### Exercise brief
What is needed is each line of the data below that holds the string "rough".

***** Available data

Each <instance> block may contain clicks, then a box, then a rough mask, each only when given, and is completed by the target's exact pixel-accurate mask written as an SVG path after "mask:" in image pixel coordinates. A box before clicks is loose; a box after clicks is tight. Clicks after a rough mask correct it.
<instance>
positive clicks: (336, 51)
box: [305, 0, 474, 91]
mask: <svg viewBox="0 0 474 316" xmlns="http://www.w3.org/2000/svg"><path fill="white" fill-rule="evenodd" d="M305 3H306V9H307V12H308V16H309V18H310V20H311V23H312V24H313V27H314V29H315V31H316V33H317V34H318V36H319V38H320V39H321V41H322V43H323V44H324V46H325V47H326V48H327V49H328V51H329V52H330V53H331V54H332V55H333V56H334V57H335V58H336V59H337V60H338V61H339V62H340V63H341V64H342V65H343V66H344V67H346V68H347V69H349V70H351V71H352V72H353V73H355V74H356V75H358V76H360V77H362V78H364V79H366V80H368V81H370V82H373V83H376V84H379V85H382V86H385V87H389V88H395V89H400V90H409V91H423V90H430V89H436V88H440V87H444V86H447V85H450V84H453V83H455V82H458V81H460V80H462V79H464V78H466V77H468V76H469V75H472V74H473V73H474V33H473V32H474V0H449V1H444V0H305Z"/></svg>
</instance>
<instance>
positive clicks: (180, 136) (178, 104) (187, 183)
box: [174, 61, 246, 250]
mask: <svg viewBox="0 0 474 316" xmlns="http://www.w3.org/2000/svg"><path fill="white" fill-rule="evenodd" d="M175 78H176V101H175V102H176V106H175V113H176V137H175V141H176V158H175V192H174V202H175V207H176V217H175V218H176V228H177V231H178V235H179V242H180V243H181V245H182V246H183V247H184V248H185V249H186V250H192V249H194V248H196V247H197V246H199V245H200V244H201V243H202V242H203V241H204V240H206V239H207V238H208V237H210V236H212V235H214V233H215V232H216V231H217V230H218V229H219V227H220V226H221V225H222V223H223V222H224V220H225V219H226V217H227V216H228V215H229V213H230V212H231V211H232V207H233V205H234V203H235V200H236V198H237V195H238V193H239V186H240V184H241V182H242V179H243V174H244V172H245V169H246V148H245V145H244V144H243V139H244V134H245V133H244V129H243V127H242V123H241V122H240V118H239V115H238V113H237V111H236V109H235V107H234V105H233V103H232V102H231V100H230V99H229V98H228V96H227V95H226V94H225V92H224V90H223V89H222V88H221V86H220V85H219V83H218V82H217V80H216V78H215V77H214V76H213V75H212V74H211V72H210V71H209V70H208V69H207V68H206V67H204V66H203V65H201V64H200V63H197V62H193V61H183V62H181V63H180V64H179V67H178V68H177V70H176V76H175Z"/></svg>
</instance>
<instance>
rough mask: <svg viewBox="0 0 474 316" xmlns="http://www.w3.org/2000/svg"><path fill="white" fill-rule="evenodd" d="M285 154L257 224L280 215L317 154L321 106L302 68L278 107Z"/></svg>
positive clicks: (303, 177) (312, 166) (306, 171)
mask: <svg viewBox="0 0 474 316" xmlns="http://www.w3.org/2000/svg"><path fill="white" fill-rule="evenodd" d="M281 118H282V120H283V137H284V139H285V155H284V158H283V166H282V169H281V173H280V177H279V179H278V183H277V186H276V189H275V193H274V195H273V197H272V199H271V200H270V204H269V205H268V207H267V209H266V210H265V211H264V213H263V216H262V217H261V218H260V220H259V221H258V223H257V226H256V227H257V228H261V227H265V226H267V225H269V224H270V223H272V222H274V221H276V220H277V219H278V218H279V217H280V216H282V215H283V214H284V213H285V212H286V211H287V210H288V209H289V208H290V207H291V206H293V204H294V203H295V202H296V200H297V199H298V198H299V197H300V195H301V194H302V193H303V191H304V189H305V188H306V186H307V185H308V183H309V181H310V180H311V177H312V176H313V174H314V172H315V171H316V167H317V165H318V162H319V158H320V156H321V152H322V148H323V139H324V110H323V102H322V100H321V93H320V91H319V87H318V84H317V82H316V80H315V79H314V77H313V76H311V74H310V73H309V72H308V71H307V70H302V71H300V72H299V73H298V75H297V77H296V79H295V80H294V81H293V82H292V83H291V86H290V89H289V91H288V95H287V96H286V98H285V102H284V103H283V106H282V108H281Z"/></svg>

**********

### Task result
Each <instance> block may contain clicks, then a box, then a rough mask, each only when given, and is completed by the target's exact pixel-accurate mask written as an SVG path after "mask:" in image pixel coordinates. A box before clicks is loose; a box after clicks is tight. Clicks after a rough mask correct it.
rough mask: <svg viewBox="0 0 474 316" xmlns="http://www.w3.org/2000/svg"><path fill="white" fill-rule="evenodd" d="M285 154L257 224L280 215L317 154L321 106L302 68L278 107Z"/></svg>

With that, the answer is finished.